[Info FR] Déclaration de la Convergence Globale des luttes pour la terre et l’eau

La Vía Campesina via-info-fr at viacampesina.org
Mar 7 Avr 15:54:11 CEST 2015


 

Déclaration de la Convergence Globale des luttes pour la terre et l'eau
[1] 
Créé le samedi 4 avril 2015 13:50 

DROITS À L'EAU ET À LA TERRE, UNE LUTTE COMMUNE

_Dakar à Tunis : Déclaration de la Convergence Globale des luttes pour
la terre et l'eau (Tunis, le 28 mars 2015)_ 

Nous, mouvements sociaux et de bases et organisations de la société
civile, engagés dans la défense des droits à la terre et à l'eau, nous
nous sommes réunis à Dakar en octobre 2014 dans le cadre du Forum Social
Africain pour lutter et protester contre les accaparements de toutes les
ressources naturelles, l'eau et la terre, nos biens communs, et contre
les violations systématiques des droits humains qui les accompagnent. Le
partage de nos idées nous a amenés à reconnaître la solidarité
essentielle de nos combats, étant donné la nature inextricable des liens
entre l'accaparement des terres, de l'eau et des autres ressources
naturelles. Nous nous sommes réuni-e-s de nouveau lors du Forum Social
Mondial à Tunis en mars 2015 pour continuer ce dialogue avec des
mouvements et organisations du monde entier afin d'élargir cette
convergence. 

Aujourd'hui, plus de 200 millions d'hectares de terres sont accaparées
dans le monde entier par des entreprises, gouvernements, élites,
spéculateurs, souvent soutenus par la Banque mondiale, le Fond Monétaire
International (FMI), le G8 et d'autres institutions et consortiums.
Cette mainmise par une minorité sur nos biens communs engendre
concentration, expulsion puis asservissement des populations. Cela se
fait au nom de la protection de l'environnement, sous prétexte d'arrêter
le changement climatique, la production d'énergie « propre », des
méga-projets d'infrastructures et/ou au nom du soi-disant développement,
souvent promus par des partenariats public-privé tels que la Nouvelle
Alliance pour la sécurité alimentaire et la nutrition en Afrique. Des
territoires entiers sont ainsi vidés de leurs communautés, tandis que la
perte d'identité et la destruction des écosystèmes rendent la vie
impossible. Les communautés, dont les droits et la dignité ont été
bafoués, se retrouvent avec des familles déstructurées ou transformées
en communautés de réfugiés, forcées à migrer, sans droits, appauvries,
affamées. Il est estimé que 3000 personnes meurent chaque jour par
manque d'eau. L'accès et la gestion des espaces de vie communautaire
sont détruits par des groupes militaires et armés qui perpétuent la
guerre et l'occupation, des forces de l'ordre des États criminels,
soutenus par des élites économiques, financières et politiques. Cela
mine les systèmes d'alimentation locaux et un grand nombre de
producteurs locaux qui nourrissent en réalité la vaste majorité de la
population mondiale. Quand les gens résistent, ils sont criminalisés,
emprisonnés et assassinés.

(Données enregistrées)
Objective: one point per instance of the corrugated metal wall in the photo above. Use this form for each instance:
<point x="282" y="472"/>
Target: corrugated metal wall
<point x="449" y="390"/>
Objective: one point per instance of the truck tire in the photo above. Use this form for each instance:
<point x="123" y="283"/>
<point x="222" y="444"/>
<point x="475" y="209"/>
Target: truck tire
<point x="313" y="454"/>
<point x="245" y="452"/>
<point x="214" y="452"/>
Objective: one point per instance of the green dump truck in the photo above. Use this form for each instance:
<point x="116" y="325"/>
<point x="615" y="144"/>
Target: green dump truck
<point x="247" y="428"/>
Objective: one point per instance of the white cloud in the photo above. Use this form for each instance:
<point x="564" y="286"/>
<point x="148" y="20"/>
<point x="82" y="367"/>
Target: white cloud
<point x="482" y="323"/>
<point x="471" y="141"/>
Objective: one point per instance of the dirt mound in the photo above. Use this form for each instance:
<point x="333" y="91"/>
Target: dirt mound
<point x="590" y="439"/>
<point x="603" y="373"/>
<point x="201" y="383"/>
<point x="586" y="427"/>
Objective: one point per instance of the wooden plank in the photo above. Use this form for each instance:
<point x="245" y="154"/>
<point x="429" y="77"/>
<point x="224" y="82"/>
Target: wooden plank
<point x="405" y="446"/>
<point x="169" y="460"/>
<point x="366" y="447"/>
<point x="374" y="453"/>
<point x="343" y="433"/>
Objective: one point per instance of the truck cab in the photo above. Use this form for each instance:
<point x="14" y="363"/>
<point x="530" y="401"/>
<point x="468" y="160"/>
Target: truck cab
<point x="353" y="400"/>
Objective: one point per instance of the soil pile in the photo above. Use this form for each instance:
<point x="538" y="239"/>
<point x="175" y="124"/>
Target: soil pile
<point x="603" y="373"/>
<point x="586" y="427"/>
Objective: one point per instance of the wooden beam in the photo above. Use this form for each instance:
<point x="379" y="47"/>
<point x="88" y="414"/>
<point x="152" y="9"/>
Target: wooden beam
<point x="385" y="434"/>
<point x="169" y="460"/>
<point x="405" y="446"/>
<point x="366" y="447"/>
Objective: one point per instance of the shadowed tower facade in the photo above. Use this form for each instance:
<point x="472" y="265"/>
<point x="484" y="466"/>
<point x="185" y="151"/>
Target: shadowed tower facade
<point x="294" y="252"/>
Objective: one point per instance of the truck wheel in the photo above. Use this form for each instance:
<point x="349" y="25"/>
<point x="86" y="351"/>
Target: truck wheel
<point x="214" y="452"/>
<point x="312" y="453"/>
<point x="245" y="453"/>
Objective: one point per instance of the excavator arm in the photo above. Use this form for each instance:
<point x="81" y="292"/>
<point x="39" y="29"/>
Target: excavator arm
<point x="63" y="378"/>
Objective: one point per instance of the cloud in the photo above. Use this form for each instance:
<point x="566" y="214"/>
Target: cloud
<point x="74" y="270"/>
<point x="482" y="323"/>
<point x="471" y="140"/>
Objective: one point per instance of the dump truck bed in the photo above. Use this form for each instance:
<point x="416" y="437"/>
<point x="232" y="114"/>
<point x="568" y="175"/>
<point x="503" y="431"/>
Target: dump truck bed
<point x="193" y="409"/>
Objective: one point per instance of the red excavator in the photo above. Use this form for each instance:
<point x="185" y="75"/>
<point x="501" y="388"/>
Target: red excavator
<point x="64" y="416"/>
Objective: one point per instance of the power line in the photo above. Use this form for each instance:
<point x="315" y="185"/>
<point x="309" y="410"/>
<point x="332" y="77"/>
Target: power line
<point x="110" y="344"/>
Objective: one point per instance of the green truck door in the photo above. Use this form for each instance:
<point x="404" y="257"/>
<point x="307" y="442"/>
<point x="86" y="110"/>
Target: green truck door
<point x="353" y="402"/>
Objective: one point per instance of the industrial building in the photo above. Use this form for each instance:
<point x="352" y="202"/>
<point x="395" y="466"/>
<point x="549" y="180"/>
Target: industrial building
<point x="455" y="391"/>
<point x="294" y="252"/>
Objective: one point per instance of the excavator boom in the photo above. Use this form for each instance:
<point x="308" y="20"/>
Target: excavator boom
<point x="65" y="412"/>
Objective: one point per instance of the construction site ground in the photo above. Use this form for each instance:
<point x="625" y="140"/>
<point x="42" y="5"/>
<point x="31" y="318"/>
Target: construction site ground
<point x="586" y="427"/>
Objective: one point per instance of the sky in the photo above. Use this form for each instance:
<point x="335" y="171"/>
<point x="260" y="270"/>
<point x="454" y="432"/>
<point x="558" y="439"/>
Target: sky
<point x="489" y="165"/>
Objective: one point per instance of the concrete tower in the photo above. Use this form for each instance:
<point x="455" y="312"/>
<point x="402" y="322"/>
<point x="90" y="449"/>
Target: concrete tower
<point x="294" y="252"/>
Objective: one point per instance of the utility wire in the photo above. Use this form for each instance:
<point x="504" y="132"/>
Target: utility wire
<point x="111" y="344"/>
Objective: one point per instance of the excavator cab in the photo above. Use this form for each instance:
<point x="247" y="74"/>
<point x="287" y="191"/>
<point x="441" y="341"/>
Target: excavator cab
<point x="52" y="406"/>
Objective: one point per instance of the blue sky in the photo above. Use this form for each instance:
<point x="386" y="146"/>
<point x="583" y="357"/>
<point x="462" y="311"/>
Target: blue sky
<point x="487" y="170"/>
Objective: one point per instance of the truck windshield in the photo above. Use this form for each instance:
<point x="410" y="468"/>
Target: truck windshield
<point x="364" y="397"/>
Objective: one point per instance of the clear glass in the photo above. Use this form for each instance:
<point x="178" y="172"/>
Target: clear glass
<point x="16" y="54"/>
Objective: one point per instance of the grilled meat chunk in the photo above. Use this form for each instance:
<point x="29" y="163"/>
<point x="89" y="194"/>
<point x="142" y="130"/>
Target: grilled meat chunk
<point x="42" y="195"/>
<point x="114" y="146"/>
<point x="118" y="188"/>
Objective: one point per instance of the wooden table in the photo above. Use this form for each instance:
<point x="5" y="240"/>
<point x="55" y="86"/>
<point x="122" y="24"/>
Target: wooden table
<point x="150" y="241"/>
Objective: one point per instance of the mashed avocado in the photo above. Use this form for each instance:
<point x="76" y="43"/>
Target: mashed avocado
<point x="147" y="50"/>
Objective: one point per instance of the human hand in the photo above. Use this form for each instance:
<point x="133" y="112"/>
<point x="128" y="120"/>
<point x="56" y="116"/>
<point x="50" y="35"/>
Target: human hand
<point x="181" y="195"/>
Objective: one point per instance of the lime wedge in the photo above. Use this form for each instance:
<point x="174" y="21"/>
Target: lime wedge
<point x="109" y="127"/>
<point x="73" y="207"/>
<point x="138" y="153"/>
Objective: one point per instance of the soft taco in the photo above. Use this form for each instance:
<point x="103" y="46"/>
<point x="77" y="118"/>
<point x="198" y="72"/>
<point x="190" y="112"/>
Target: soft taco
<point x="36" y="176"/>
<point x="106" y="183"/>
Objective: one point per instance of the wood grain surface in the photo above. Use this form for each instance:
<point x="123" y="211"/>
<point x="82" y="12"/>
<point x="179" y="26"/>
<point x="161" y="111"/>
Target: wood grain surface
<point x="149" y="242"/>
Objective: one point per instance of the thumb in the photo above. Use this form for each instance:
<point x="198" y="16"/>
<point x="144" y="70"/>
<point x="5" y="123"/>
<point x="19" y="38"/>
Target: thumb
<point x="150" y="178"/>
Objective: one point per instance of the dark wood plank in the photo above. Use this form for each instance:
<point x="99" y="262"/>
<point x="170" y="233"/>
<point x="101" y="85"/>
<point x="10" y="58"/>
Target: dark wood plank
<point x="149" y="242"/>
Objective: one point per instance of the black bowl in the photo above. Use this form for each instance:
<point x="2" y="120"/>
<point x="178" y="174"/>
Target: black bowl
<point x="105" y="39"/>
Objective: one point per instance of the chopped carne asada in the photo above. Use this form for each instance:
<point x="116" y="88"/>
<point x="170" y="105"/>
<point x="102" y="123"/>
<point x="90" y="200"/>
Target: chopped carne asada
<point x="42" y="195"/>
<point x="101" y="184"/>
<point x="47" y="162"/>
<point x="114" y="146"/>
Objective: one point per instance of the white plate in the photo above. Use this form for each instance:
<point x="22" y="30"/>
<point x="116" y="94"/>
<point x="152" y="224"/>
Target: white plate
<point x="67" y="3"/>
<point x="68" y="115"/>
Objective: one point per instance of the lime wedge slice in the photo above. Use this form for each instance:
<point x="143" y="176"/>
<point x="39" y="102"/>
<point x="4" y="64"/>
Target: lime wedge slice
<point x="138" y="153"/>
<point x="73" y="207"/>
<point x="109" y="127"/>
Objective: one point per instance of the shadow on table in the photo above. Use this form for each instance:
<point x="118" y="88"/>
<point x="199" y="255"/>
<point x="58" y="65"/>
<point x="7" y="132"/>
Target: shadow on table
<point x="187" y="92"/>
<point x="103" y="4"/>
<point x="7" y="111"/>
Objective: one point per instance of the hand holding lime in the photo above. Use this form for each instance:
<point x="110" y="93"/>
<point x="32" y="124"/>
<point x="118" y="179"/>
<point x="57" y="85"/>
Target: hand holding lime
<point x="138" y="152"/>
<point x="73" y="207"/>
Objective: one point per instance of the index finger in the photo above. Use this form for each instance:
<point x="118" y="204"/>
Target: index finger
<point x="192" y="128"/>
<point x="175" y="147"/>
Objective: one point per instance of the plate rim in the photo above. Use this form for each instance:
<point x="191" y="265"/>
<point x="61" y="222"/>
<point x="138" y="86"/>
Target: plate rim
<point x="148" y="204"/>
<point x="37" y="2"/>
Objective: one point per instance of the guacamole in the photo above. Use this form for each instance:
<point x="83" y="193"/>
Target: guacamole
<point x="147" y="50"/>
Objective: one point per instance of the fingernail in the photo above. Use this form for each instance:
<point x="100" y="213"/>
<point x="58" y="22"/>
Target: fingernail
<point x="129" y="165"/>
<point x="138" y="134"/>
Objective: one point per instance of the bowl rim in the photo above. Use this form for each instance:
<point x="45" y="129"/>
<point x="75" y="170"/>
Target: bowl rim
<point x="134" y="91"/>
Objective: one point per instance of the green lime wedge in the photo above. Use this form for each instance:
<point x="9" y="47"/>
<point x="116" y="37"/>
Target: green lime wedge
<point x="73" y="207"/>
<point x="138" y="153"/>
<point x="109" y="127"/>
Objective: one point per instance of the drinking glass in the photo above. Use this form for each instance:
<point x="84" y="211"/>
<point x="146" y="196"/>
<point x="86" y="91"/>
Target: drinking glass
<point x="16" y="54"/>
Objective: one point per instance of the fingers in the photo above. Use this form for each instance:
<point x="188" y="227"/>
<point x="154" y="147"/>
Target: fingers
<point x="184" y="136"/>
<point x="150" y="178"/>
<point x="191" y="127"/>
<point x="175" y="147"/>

* [Exercices]:
1. Répondez aux questions suivantes à partir de la déclaration sur la terre et l'eau.
(a) Dans quelle ville les signataires se sont-ils réunis en octobre 2014 ?
(b) Quelle superficie de terres est accaparée aujourd'hui dans le monde selon la déclaration ?
(c) Combien de personnes meurent chaque jour par manque d'eau, selon l'estimation citée ?
2. Reprenez la déclaration sur la terre et l'eau après sa dernière phrase et rédigez-en la suite.
Les items n'interviennent pas dans ce travail.

* [Réponses par exercice]:
1.
(a) À Dakar, dans le cadre du Forum Social Africain.
(b) Plus de 200 millions d'hectares.
(c) 3000 personnes.

2.
Ainsi, les profits faramineux d'une élite sont bâtis sur la violation
systématique des droits humains de la majorité de paysan-nes,
habitant-es de quartiers populaires ou informels, pêcheurs, communautés
d'éleveurs et nomades, les peuples et communautés indigènes,
travailleur/euses ruraux et urbains et consommateurs et consommatrices,
particulièrement les jeunes et les femmes, qui sont expropriés de leurs
terres et moyens de subsistance par la violence, l'intimidation et les
tortures. L'accaparement des terres s'accompagne toujours de
l'accaparement de l'eau par différents moyens : les cultures
non-durables consommatrices d'eau, la privatisation des services de
distribution et gestion des eaux (qui volent cette ressource vitale de
ceux qui ne peuvent pas la payer), la contamination des nappes par des
exploitations minières incontrôlées, la modification de cours fluviaux
et du flux d'eau par la construction de barrages et l'expulsion des
communautés qui en résulte, la militarisation des points d'accès à l'eau
et des territoires, l'expulsion des éleveurs et des pêcheurs de leur
milieu de vie, par exemple à travers des pratiques comme l'extraction de
sable sur les côtes. 

La criminalisation des militant-e-s qui se battent pour la protection
des biens communs est aujourd'hui un phénomène courant, quoique caché
par les autorités. Car la terre et l'eau sont des ressources de plus en
plus rares, et par conséquent cruciales pour la sécurité des sociétés et
la souveraineté des États aujourd'hui et demain! Or, cette organisation
de la rareté qui est à la base des crises hydrique, foncière et
alimentaire n'est pas une donnée naturelle, elle est construite par des
enjeux politiques, géostratégiques et financiers.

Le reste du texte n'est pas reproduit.